> Given text:
DETAILED DESCRIPTION OF THE PREFERRED EMBODIMENTS

[0030] Referring to FIG. 1 for a three-dimensional view of a portable power supply device in accordance with the present invention, the portable power supply device comprises a Zinc-Air battery module 2 and a power transmission interface 3. The Zinc-Air battery module 2 can be disposed to a plastic member 1 composed of an under cover 12 and a top cover 11. It should be noted that the plastic member is made of a flexible material (not shown in the figure). Since the electronic transmission interface 3 is coupled to at least one pair of conductors (not shown in FIG. 1) of the Zinc-Air battery module 2, the Zinc-Air battery module 2 can charge power for the portable electronic apparatus in emergency when power of the battery of the portable electronic apparatus is exhausted or is going to be exhausted.

> Instructions for the task:
Revise the patent passage on the portable power supply device: write it out from "[0030] Referring to" up to and including "to be exhausted.", with "plastic member" changed to "casing".

> Information provided:
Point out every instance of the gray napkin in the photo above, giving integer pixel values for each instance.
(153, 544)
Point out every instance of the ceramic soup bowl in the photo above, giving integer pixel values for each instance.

> Response for this exercise:
[0030] Referring to FIG. 1 for a three-dimensional view of a portable power supply device in accordance with the present invention, the portable power supply device comprises a Zinc-Air battery module 2 and a power transmission interface 3. The Zinc-Air battery module 2 can be disposed to a casing 1 composed of an under cover 12 and a top cover 11. It should be noted that the casing is made of a flexible material (not shown in the figure). Since the electronic transmission interface 3 is coupled to at least one pair of conductors (not shown in FIG. 1) of the Zinc-Air battery module 2, the Zinc-Air battery module 2 can charge power for the portable electronic apparatus in emergency when power of the battery of the portable electronic apparatus is exhausted or is going to be exhausted.